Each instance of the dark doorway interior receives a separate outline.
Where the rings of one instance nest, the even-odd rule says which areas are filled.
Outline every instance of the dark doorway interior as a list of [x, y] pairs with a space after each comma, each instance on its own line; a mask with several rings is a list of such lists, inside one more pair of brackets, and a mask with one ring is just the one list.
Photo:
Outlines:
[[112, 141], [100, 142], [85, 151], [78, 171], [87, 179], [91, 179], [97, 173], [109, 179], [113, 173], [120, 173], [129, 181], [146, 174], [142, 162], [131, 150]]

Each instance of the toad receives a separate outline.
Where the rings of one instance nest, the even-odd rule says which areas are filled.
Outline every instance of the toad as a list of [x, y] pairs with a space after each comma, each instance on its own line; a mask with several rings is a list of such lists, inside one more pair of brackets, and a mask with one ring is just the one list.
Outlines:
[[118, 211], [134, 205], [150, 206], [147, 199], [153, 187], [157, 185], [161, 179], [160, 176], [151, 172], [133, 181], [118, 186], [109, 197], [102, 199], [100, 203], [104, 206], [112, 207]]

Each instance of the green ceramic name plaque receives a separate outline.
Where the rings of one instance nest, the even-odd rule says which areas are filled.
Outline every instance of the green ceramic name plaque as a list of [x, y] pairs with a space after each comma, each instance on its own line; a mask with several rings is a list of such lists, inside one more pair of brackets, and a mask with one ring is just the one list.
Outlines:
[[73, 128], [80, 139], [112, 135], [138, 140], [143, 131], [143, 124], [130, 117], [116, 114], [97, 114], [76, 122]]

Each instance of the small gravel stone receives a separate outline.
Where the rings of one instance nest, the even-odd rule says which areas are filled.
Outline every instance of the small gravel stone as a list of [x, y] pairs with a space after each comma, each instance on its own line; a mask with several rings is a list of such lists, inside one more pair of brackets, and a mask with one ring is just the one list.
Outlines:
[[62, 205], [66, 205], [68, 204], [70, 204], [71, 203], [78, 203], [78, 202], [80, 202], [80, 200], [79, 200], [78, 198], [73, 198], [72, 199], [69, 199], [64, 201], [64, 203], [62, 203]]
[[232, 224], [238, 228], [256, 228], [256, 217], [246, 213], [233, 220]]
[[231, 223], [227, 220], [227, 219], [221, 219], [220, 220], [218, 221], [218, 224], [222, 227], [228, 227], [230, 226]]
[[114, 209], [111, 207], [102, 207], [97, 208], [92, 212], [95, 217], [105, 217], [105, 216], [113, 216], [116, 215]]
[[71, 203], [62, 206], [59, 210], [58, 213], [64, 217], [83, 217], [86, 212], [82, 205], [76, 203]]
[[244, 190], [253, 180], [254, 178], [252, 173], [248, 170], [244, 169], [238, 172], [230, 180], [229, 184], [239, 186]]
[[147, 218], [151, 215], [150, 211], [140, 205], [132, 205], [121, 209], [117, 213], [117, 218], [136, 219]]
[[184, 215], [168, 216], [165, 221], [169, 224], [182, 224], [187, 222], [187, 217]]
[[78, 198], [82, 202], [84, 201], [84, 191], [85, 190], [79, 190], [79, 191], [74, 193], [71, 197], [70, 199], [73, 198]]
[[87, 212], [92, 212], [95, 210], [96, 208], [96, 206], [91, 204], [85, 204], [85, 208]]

■ ■ ■ ■

Copy out every line of the data above, word for word.

Each instance of the dark doorway interior receives a separate outline.
Where the rings of one instance nest, the even-odd rule says which areas are filled.
Outline every instance of the dark doorway interior as a list of [x, y] pairs with a space after each comma, each instance on its own line; a mask with several rings is a list of such lists, inside one more pair of brackets, and a mask with one ring is just the one list.
Photo:
Outlines:
[[112, 141], [100, 142], [85, 151], [78, 171], [87, 179], [91, 179], [97, 173], [109, 179], [113, 173], [120, 173], [129, 181], [146, 174], [142, 162], [131, 150]]

Each instance of the toad receives a separate outline.
Where the rings of one instance nest, the even-odd rule says which areas are filled.
Outline every instance of the toad as a list of [x, y] pairs with a space after each comma, each instance on its own line; a mask with several rings is a list of such lists, inside one more pair of brackets, and a mask with one ring is just the one list.
Outlines:
[[118, 211], [134, 205], [150, 206], [147, 199], [153, 187], [157, 185], [161, 179], [160, 176], [151, 172], [133, 181], [118, 186], [109, 197], [102, 199], [100, 203], [104, 206], [112, 207]]

Each instance of the green ceramic name plaque receives a separate outline.
Where the rings of one instance nest, the even-odd rule says which areas are filled.
Outline every instance of the green ceramic name plaque as a list of [x, y] pairs with a space after each comma, each instance on its own line; a mask with several rings is a list of such lists, inside one more pair of brackets, and a mask with one ring is just the one list.
Outlines:
[[73, 128], [80, 139], [112, 135], [138, 140], [143, 131], [143, 124], [130, 117], [116, 114], [97, 114], [76, 122]]

Each instance of the small gravel stone receives a separate outline.
Where the rings of one instance nest, the even-odd rule says which areas are filled.
Outline every instance of the small gravel stone as a list of [x, y] pairs with a space after each comma, each instance on its own line; a mask with several rings is a list of such lists, inside one more pair of brackets, and a mask with one ring is just the one list.
Outlines:
[[62, 205], [66, 205], [68, 204], [70, 204], [71, 203], [78, 203], [78, 202], [80, 202], [80, 200], [79, 200], [78, 198], [73, 198], [72, 199], [69, 199], [64, 201], [64, 203], [62, 203]]
[[232, 224], [238, 228], [256, 228], [256, 217], [246, 213], [233, 220]]
[[231, 223], [227, 220], [227, 219], [221, 219], [220, 220], [218, 221], [218, 224], [222, 227], [228, 227], [230, 226]]
[[114, 209], [111, 207], [102, 207], [97, 208], [92, 212], [95, 217], [105, 217], [105, 216], [113, 216], [116, 215]]
[[71, 203], [62, 206], [59, 210], [58, 213], [64, 217], [83, 217], [86, 212], [82, 205], [76, 203]]
[[244, 190], [253, 180], [254, 178], [252, 173], [248, 170], [244, 169], [238, 172], [230, 180], [229, 184], [239, 186]]
[[147, 218], [151, 215], [150, 211], [140, 205], [132, 205], [121, 209], [117, 213], [117, 218], [136, 219]]
[[184, 215], [168, 216], [165, 221], [169, 224], [182, 224], [187, 222], [187, 217]]
[[78, 198], [82, 202], [84, 201], [84, 191], [85, 190], [79, 190], [79, 191], [74, 193], [71, 197], [70, 199], [73, 198]]
[[87, 212], [92, 212], [95, 210], [96, 208], [96, 206], [91, 204], [85, 204], [85, 208]]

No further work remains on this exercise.